▶ _PROBLEM DESCRIPTION_
Please quote the data below word for word, leaving every line unchanged.

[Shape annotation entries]

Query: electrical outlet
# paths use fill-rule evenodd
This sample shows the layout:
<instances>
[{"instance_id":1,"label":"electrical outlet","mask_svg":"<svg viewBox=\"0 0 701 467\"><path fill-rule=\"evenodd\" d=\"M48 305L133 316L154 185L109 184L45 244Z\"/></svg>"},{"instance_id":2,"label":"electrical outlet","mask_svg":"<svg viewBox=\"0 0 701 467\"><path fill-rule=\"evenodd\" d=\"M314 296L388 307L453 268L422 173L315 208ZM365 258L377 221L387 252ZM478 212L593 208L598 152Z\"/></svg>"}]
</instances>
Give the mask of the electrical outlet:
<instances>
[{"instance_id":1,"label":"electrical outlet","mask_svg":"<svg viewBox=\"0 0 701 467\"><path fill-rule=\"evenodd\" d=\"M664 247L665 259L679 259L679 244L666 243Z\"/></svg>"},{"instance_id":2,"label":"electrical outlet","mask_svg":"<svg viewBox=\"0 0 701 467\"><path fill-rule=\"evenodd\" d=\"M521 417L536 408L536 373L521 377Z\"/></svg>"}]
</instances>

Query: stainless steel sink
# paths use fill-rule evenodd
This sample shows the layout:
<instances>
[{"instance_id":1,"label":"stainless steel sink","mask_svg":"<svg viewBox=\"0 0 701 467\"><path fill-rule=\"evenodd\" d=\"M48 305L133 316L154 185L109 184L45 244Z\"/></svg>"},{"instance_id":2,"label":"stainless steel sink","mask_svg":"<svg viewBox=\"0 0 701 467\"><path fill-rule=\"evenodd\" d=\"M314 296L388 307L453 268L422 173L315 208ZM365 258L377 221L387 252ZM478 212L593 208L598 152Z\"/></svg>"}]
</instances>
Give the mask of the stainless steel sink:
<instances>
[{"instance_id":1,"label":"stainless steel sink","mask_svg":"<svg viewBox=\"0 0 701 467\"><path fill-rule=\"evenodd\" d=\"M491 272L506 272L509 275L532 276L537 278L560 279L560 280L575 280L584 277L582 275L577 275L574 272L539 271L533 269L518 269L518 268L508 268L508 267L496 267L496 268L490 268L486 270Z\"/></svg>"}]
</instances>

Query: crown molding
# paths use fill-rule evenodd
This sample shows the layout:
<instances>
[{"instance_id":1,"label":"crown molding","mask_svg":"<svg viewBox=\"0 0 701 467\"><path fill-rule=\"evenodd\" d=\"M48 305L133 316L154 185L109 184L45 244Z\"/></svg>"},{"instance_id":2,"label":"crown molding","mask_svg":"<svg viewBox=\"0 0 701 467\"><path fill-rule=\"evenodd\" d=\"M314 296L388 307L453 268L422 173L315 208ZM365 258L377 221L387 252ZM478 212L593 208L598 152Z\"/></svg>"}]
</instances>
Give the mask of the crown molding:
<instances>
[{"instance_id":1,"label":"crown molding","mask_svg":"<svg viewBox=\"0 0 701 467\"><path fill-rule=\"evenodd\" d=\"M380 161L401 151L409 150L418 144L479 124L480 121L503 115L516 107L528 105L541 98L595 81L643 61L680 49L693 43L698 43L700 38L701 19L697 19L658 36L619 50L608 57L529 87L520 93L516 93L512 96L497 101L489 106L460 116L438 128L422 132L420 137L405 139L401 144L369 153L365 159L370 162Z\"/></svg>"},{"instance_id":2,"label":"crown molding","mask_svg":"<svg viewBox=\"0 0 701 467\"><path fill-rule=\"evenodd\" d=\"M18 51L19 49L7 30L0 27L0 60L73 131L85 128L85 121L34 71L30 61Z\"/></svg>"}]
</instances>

▶ _SOLUTION FOR THIS TASK_
Query: electrical outlet
# paths use fill-rule evenodd
This sample shows the layout:
<instances>
[{"instance_id":1,"label":"electrical outlet","mask_svg":"<svg viewBox=\"0 0 701 467\"><path fill-rule=\"evenodd\" d=\"M48 305L133 316L154 185L109 184L45 244Z\"/></svg>"},{"instance_id":2,"label":"electrical outlet","mask_svg":"<svg viewBox=\"0 0 701 467\"><path fill-rule=\"evenodd\" d=\"M314 296L388 307L453 268L422 173L315 208ZM365 258L377 221L387 252ZM478 212L593 208L598 152Z\"/></svg>"}]
</instances>
Give the mask of the electrical outlet:
<instances>
[{"instance_id":1,"label":"electrical outlet","mask_svg":"<svg viewBox=\"0 0 701 467\"><path fill-rule=\"evenodd\" d=\"M664 247L665 259L679 259L679 244L666 243Z\"/></svg>"},{"instance_id":2,"label":"electrical outlet","mask_svg":"<svg viewBox=\"0 0 701 467\"><path fill-rule=\"evenodd\" d=\"M521 417L536 408L536 373L521 377Z\"/></svg>"}]
</instances>

Query: stainless steel sink
# paths use fill-rule evenodd
This sample shows the layout:
<instances>
[{"instance_id":1,"label":"stainless steel sink","mask_svg":"<svg viewBox=\"0 0 701 467\"><path fill-rule=\"evenodd\" d=\"M48 305L133 316L154 185L109 184L45 244Z\"/></svg>"},{"instance_id":2,"label":"stainless steel sink","mask_svg":"<svg viewBox=\"0 0 701 467\"><path fill-rule=\"evenodd\" d=\"M314 296L388 307L453 268L422 173L315 208ZM365 258L377 221L387 252ZM478 212L593 208L598 152Z\"/></svg>"}]
</instances>
Give the mask of the stainless steel sink:
<instances>
[{"instance_id":1,"label":"stainless steel sink","mask_svg":"<svg viewBox=\"0 0 701 467\"><path fill-rule=\"evenodd\" d=\"M491 272L506 272L509 275L532 276L537 278L560 279L560 280L575 280L584 277L582 275L577 275L574 272L539 271L533 269L518 269L518 268L508 268L508 267L496 267L496 268L490 268L486 270Z\"/></svg>"}]
</instances>

Query: crown molding
# paths use fill-rule evenodd
This sample shows the layout:
<instances>
[{"instance_id":1,"label":"crown molding","mask_svg":"<svg viewBox=\"0 0 701 467\"><path fill-rule=\"evenodd\" d=\"M48 305L133 316L154 185L109 184L45 244Z\"/></svg>"},{"instance_id":2,"label":"crown molding","mask_svg":"<svg viewBox=\"0 0 701 467\"><path fill-rule=\"evenodd\" d=\"M314 296L388 307L453 268L422 173L315 208ZM365 258L377 221L387 252ZM478 212L593 208L598 152Z\"/></svg>"}]
</instances>
Give the mask of the crown molding:
<instances>
[{"instance_id":1,"label":"crown molding","mask_svg":"<svg viewBox=\"0 0 701 467\"><path fill-rule=\"evenodd\" d=\"M380 161L401 151L409 150L418 144L479 124L480 121L503 115L516 107L528 105L541 98L595 81L643 61L680 49L693 43L698 43L700 38L701 19L697 19L658 36L619 50L608 57L529 87L520 93L516 93L512 96L497 101L489 106L460 116L438 128L422 132L420 137L405 139L401 144L369 153L365 159L370 162Z\"/></svg>"},{"instance_id":2,"label":"crown molding","mask_svg":"<svg viewBox=\"0 0 701 467\"><path fill-rule=\"evenodd\" d=\"M18 51L19 49L7 30L0 27L0 60L73 131L85 128L85 121L34 71L30 61Z\"/></svg>"}]
</instances>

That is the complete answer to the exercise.